─── SOURCE TEXT

This is a matter which, for a long time, has caused a good deal of concern among the linen manufacturers of Northern Ireland. Many of them have said that it may not be possible for them to continue for very much longer if the present state of affairs is not drastically altered. I believe that much of the remedy is in their own hands, but they need an assurance and some guidance from the Government, and, I would say, even a guarantee that their efforts will not be unrewarded and that the support they receive will be really worth while.

10.12 p.m.

Sir John Barlow (Middleton and Prestwich)

I do not propose to occupy more than about three minutes in this very important but short debate.

My hon. Friend the Member for Belfast, West (Mrs. McLaughlin) has pointed out most eloquently the position of the linen industry in Northern Ireland, and I should like to extend the scope of the debate for a moment to something which is very similar—the cotton textile industry in Lancashire. My hon. Friend has pointed out that the difficulties caused by the competition from Hong Kong, from low-paid labour, from Communist capital in Hong Kong, which is making the most of the present situation.

and the very low costs and the cheap technicians brought in from Shanghai.

The cotton industry is very similar, in many ways, to the linen industry, but, of course, it is very much larger. Forty years ago, the production of Lancashire cotton textiles was about 8,000 million yards. Today, the total production is about one-fifth of that figure, being 1,700 million yards. The imports are also very near to the export figures, which is an extraordinary position when one considers the traditional exports of Lancashire in the old days. It meant, in some months of last year, that the actual imports of grey cloth into Lancashire were greater than the exports.

The number of textile workers in Lancashire has diminished by about 50,000 in the last five years. In the last three years alone, 300 textile mills in Lancashire have closed. That is, perhaps, an over-abbreviation of a most difficult case. Lancashire has great textile traditions, hut Lancashire is feeling very sore at the treatment which the Government have meted out to it in the last three or four years. There is no doubt that Lancashire demands, and has a right to, far better treatment than it has received in the recent past.

──────
─── ENTRIES SHOWN

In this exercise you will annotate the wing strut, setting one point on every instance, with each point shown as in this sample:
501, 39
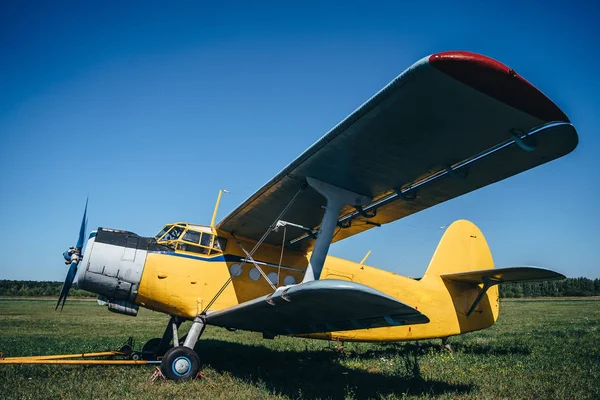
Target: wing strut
336, 199
487, 283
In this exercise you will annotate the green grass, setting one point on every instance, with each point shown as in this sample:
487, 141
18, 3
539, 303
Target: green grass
537, 349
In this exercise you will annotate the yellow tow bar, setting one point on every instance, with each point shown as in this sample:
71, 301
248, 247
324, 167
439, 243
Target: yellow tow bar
72, 359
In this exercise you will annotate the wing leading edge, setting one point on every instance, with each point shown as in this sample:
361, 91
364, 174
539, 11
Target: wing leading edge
315, 307
450, 124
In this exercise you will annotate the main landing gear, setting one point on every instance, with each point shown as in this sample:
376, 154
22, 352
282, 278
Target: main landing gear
179, 362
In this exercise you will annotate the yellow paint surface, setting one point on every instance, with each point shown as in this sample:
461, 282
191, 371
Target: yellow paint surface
183, 284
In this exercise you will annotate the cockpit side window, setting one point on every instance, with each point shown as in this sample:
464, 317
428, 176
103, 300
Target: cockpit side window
174, 233
206, 240
192, 236
219, 243
162, 232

──────

* WHAT IS BEING ASKED *
Reproduce the portion of the debate text starting at "This is a matter" and ending at "really worth while.", swapping "linen manufacturers" out for "linen producers".

* RESULT BELOW *
This is a matter which, for a long time, has caused a good deal of concern among the linen producers of Northern Ireland. Many of them have said that it may not be possible for them to continue for very much longer if the present state of affairs is not drastically altered. I believe that much of the remedy is in their own hands, but they need an assurance and some guidance from the Government, and, I would say, even a guarantee that their efforts will not be unrewarded and that the support they receive will be really worth while.